[Records taken from a collection]
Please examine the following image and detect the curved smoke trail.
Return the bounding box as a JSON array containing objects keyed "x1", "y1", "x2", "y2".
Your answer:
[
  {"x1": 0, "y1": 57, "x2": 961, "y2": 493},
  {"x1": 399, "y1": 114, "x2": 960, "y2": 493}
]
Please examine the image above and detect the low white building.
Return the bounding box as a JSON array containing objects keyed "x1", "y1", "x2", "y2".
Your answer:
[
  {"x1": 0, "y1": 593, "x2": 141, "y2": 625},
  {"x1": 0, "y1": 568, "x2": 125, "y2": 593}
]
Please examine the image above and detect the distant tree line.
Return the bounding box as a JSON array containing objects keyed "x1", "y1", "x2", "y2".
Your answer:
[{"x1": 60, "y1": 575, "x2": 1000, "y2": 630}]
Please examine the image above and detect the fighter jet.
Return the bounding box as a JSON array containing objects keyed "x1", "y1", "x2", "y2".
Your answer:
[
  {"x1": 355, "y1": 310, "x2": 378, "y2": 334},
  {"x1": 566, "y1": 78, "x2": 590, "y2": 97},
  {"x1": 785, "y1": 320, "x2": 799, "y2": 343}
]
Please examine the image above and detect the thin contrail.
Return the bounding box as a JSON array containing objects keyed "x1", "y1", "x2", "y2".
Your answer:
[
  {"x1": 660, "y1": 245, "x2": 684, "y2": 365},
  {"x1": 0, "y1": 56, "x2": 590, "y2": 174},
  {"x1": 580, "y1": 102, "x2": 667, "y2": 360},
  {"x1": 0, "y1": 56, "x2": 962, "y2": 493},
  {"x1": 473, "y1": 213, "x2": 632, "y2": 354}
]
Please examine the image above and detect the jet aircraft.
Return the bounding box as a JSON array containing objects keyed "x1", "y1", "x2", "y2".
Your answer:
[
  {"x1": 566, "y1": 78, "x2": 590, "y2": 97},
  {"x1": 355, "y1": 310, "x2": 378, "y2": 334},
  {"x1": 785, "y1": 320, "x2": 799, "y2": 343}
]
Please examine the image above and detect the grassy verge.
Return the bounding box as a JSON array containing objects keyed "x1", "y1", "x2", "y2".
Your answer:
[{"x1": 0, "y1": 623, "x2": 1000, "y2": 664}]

- [Task requirements]: Starting at the line containing "Please examine the image above and detect the low" and continuing through the end of the records, write those lines out again, switching every "detect" to "locate" and leaving everything else unchanged.

- [Solution to this task]:
Please examine the image above and locate the low white building.
Return the bounding box as a JSON array containing objects keyed "x1", "y1", "x2", "y2".
Your answer:
[
  {"x1": 0, "y1": 593, "x2": 141, "y2": 625},
  {"x1": 0, "y1": 568, "x2": 125, "y2": 593}
]
Please examine the image above and locate the distant tree line.
Return the bounding box as a JSON array containing objects keyed "x1", "y1", "x2", "y2".
Your answer:
[{"x1": 60, "y1": 575, "x2": 1000, "y2": 630}]
Please examine the image above and locate the fighter jet.
Return the bounding box as a JSON array containing objects keyed "x1", "y1", "x2", "y2".
Your answer:
[
  {"x1": 355, "y1": 310, "x2": 378, "y2": 334},
  {"x1": 566, "y1": 78, "x2": 590, "y2": 97},
  {"x1": 785, "y1": 320, "x2": 799, "y2": 343}
]
Please examine the image above and locate the thin contrail.
Return the bounding box as a JSON array containing objects keyed "x1", "y1", "x2", "y2".
Your answer:
[
  {"x1": 660, "y1": 245, "x2": 684, "y2": 365},
  {"x1": 0, "y1": 56, "x2": 590, "y2": 174},
  {"x1": 580, "y1": 102, "x2": 667, "y2": 360},
  {"x1": 0, "y1": 56, "x2": 962, "y2": 493},
  {"x1": 473, "y1": 213, "x2": 632, "y2": 354}
]
Please examine the image above and locate the jet aircraft.
Return the bounding box as a JSON array containing objects keyed "x1", "y1", "x2", "y2".
Your answer:
[
  {"x1": 566, "y1": 78, "x2": 590, "y2": 97},
  {"x1": 355, "y1": 310, "x2": 378, "y2": 334},
  {"x1": 785, "y1": 320, "x2": 799, "y2": 343}
]
Please examine the image above and locate the grassy verge.
Return the bounding box as a JSON array containing objects keyed "x1", "y1", "x2", "y2".
Your answer:
[{"x1": 0, "y1": 623, "x2": 1000, "y2": 664}]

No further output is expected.